*** DATASET ENTRIES ***

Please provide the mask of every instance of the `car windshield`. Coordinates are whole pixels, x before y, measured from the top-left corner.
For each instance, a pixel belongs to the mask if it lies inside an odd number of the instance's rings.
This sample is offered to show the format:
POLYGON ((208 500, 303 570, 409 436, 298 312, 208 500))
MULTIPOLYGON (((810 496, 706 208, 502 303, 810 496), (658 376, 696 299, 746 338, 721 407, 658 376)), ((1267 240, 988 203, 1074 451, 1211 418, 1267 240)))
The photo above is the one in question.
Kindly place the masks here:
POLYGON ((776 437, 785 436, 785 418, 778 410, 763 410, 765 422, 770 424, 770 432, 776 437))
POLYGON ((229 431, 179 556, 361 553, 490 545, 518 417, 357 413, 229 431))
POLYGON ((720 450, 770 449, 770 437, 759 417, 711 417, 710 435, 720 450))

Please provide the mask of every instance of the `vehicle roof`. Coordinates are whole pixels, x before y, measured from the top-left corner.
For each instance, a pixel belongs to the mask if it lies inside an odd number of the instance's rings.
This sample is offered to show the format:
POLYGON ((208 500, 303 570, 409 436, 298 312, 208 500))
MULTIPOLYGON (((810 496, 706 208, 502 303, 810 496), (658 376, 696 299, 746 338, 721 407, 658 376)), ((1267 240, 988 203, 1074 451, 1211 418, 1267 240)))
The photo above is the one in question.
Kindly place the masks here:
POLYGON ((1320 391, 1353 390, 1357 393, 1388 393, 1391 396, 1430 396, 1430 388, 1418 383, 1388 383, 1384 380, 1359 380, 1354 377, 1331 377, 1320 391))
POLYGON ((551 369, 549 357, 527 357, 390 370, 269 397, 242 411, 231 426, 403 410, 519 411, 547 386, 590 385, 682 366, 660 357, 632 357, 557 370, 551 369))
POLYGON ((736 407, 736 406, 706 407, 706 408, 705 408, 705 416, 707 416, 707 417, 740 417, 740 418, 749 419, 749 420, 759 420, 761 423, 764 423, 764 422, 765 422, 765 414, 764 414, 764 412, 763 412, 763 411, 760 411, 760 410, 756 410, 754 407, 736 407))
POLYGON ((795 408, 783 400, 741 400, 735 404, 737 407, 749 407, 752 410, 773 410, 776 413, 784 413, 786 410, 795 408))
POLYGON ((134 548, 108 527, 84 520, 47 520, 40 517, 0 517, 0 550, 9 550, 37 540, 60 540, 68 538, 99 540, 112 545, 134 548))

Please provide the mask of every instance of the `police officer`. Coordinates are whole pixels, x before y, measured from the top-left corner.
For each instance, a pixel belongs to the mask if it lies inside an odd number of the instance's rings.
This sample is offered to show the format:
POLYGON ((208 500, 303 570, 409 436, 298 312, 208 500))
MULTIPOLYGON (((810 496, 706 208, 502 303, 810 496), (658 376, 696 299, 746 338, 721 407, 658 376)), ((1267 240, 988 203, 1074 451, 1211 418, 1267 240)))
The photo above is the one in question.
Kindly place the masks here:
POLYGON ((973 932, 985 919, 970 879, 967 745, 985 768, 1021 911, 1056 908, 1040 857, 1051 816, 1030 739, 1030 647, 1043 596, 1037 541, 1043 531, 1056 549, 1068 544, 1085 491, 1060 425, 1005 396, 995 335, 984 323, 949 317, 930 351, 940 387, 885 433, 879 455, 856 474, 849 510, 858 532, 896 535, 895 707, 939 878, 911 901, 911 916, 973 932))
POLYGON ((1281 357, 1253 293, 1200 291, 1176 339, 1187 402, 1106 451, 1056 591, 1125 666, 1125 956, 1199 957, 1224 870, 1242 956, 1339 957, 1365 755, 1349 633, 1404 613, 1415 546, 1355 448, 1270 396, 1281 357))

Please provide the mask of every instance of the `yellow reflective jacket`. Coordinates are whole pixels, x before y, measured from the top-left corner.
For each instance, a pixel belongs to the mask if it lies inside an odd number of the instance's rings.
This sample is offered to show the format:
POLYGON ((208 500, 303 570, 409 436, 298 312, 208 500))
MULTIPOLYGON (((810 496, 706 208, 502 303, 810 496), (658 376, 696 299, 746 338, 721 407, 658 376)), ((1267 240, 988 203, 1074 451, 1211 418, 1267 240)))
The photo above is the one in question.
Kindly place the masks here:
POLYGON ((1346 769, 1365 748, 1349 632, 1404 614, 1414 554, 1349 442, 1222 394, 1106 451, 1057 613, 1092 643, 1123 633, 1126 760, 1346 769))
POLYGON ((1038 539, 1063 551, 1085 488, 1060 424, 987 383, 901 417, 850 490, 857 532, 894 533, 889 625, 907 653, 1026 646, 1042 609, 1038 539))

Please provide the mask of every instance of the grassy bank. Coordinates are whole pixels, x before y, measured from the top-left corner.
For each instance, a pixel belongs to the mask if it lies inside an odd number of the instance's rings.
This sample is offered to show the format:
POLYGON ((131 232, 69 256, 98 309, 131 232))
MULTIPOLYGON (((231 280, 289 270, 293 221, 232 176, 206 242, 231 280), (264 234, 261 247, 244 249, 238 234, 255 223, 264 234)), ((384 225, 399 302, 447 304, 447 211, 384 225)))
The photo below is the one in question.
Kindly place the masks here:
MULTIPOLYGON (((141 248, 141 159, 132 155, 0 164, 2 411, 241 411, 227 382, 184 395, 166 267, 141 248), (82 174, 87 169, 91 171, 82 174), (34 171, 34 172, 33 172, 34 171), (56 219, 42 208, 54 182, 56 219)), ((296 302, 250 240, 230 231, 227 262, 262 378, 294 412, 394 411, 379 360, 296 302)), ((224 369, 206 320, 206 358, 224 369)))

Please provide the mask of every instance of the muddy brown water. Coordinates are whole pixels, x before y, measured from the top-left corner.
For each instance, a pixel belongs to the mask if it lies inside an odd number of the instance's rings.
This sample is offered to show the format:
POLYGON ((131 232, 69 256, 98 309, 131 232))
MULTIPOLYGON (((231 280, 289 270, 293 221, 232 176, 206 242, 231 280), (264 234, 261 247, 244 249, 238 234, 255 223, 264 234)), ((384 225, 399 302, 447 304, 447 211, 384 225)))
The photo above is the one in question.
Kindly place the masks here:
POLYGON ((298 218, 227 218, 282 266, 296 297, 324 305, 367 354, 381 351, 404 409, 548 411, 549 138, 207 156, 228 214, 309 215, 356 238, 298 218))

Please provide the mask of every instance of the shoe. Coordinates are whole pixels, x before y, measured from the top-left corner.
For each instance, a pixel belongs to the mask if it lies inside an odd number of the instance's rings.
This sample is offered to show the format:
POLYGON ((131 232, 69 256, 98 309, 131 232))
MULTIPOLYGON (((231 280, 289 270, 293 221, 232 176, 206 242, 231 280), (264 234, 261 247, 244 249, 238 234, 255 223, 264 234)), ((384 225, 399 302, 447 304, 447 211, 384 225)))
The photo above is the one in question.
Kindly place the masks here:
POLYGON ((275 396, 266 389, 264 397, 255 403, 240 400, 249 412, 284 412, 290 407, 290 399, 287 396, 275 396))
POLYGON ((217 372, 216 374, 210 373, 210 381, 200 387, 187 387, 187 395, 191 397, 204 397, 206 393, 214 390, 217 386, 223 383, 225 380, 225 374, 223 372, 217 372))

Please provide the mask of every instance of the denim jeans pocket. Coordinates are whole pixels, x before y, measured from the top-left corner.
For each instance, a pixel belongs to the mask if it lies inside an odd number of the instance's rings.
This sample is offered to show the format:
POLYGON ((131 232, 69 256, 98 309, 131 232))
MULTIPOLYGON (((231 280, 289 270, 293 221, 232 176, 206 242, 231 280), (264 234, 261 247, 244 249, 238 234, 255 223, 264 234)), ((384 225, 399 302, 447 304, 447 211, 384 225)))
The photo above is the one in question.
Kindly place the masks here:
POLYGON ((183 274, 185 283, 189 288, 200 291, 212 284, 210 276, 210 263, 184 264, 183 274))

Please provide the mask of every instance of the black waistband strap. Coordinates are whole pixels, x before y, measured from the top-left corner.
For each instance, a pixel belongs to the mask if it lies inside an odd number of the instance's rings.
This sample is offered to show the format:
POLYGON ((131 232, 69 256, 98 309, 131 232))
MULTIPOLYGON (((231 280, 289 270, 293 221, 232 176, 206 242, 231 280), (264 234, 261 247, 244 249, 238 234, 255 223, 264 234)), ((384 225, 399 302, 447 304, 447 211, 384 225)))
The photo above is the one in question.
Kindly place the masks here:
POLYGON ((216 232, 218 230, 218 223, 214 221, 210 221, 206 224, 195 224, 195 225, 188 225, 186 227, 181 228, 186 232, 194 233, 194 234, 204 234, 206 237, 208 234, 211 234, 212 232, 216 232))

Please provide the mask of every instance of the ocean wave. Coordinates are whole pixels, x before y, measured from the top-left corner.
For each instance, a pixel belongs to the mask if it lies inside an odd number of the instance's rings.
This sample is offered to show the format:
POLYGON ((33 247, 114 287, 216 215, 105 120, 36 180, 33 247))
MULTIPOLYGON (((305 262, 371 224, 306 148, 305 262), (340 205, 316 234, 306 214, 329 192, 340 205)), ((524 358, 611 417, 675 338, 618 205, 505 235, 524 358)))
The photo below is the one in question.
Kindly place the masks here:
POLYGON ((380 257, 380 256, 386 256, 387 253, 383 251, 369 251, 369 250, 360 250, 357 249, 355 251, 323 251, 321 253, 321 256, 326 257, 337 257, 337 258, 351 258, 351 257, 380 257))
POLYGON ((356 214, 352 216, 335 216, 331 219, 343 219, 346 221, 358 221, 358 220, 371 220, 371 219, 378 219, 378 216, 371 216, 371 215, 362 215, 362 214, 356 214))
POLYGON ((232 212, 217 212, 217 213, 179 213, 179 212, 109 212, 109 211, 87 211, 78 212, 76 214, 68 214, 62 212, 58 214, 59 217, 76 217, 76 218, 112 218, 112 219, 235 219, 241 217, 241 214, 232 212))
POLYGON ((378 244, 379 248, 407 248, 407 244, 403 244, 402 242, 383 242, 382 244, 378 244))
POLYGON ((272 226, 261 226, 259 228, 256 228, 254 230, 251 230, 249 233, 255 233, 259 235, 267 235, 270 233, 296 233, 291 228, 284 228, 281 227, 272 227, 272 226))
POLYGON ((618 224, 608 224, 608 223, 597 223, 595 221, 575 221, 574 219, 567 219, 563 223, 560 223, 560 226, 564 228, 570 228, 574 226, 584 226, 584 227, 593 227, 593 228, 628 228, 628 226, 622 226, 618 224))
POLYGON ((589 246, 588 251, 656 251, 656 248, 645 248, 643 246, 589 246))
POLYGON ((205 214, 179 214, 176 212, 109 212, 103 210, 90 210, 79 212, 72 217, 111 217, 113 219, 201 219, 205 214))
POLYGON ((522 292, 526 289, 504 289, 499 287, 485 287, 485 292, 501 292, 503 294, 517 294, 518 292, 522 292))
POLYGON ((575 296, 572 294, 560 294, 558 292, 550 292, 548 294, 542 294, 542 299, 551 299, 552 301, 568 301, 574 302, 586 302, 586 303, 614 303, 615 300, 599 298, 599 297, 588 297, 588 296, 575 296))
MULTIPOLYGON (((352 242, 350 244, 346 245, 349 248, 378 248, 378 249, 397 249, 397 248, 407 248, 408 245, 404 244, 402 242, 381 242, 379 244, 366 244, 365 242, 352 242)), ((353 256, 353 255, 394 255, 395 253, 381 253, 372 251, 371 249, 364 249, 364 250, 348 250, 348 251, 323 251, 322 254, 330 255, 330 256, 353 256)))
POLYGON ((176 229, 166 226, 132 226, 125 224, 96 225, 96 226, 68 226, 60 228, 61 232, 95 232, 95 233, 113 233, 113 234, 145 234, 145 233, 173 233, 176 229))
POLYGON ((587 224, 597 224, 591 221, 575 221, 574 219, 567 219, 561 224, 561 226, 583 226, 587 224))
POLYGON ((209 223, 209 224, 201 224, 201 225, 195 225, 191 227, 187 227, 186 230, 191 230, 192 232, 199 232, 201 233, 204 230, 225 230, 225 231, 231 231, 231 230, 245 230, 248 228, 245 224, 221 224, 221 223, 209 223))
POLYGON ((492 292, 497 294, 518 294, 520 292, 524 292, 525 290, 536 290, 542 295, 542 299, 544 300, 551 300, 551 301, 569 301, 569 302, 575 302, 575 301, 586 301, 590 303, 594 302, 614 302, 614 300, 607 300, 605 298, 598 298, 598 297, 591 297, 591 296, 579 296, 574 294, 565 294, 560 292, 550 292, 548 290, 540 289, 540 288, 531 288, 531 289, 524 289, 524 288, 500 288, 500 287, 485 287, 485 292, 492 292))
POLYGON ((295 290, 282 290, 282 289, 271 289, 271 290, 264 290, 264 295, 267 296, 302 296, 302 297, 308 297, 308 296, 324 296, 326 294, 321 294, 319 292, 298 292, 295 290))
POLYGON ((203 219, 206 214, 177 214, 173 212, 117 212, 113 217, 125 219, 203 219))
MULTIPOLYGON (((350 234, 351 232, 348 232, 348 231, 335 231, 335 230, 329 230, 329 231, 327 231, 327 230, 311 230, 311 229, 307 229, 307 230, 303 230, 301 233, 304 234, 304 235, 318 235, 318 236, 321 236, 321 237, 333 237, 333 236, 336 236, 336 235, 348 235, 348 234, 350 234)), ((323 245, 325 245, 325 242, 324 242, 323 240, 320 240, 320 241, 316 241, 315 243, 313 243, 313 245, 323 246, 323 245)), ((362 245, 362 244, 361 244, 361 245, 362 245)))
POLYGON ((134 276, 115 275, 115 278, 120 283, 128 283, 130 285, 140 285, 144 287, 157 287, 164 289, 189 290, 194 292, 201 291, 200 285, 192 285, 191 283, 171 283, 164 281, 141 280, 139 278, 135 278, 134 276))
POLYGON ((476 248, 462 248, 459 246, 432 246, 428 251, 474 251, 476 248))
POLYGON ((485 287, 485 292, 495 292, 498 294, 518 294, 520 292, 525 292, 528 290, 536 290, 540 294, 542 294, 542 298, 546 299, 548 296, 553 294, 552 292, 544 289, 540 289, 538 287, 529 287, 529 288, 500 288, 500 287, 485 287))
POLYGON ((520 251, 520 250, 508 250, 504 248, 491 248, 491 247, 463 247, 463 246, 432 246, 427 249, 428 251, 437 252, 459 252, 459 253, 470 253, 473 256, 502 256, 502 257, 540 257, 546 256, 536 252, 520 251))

*** End of DATASET ENTRIES ***

▶ DESCRIPTION OF THE TASK: Once you have counted the lines of the data that contain the word "whole", please reply with that number alone.

▶ SOLVED PROBLEM: 10